Die Entwicklung von RIOT-OS-Applikationen gestaltet sich unter Linux am einfachsten. Windows-Usern wird empfohlen, das Windows-Subsystem for Linux (WSL) zu benutzen, was im Test auch gut funktioniert hat. Dabei kann ein Board aus der WSL heraus geflasht werden, indem der USB-Port mit dem Tool usbipd mit der WSL verknüpft wird. Bei der Nutzung von FreeRTOS profitiert der im Test benutzte STM32 davon, dass das RTOS in der Entwicklungsumgebung STM32CubeIDE als Middleware-Komponente sehr bequem in die Applikation eingebunden werden kann.
Ähnlich RIOT OS ist die Ordnerstruktur eines frischen Zephyr-Projekts sehr aufgeräumt, ja fast schon leer. Während man bei FreeRTOS einige Dutzend C-Sourcen und Headerfiles im Projektbaum stehen hat, begegnen einem bei Zephyr nur eine Handvoll Konfigurationsdateien und die Datei main.c im Ordner src. Diese Aufgeräumtheit kommt zum einen von der starken Abstraktion der Hardware, zum anderen aber auch von der Trennung von projektspezifischem Code und der Zephyr-Code-Base inklusive Zephyr SDK. Wenn dann noch die VSCode-Entwicklungsumgebung gut aufgesetzt ist, indem nützliche Extensions installiert sowie Kurzbefehle zum Bauen, Flashen und Debuggen definiert wurden, geht die Entwicklung wie von selbst von der Hand. Dabei hilft vor allem Zephyrs mitgeliefertes Metatool west, das als selbst proklamiertes »Schweizer Taschenmesser« all diese Prozesse abstrahiert, aber mit Python, CMake, OpenOCD, JLink und weiteren Tools arbeitet. Durch diese Abstraktion macht Zephyr den Einstieg in die Entwicklung sehr einfach. Nicht selten ist in der Entwicklung die Architektur bzw. der Prozessor vorgegeben. Auflistungen für die Kompatibilität aller drei OS zu verschiedenen Boards finden sich auf den jeweiligen Webseiten. In der Konfiguration von west lassen sich wie oben beim Thema »Speicherverbrauch« angedeutet auch die herunterzuladenden HALs einschränken, um die Repository-Größe gering zu halten.

ZIEL DER AUFGABE -
Schreibe den Text über die Entwicklung mit RIOT OS, FreeRTOS und Zephyr im Anschluss an seinen letzten Satz weiter.

ERFASSTE DATEN -
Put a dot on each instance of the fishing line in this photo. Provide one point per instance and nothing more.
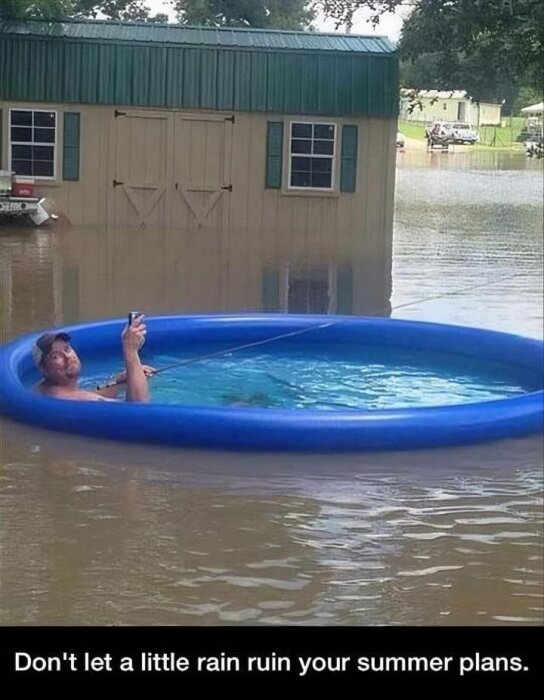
(292, 334)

ANTWORT ZUR ÜBUNG -
Doch was, wenn der benötigte Prozessor nicht mit dabei ist? Entweder man wechselt auf ein anderes OS oder man macht sich die Mühe, das Betriebssystem auf eine neue Architektur zu portieren. Der damit verbundene Aufwand hängt stark von der Implementierung des RTOS ab und davon, ob es schon Portierungen für ähnliche Prozessoren und Boards gibt, an denen man sich orientieren kann. Eine gelungene Portierung kann dem Projekt – ganz im Sinne von Open Source – auch zur Verfügung gestellt werden.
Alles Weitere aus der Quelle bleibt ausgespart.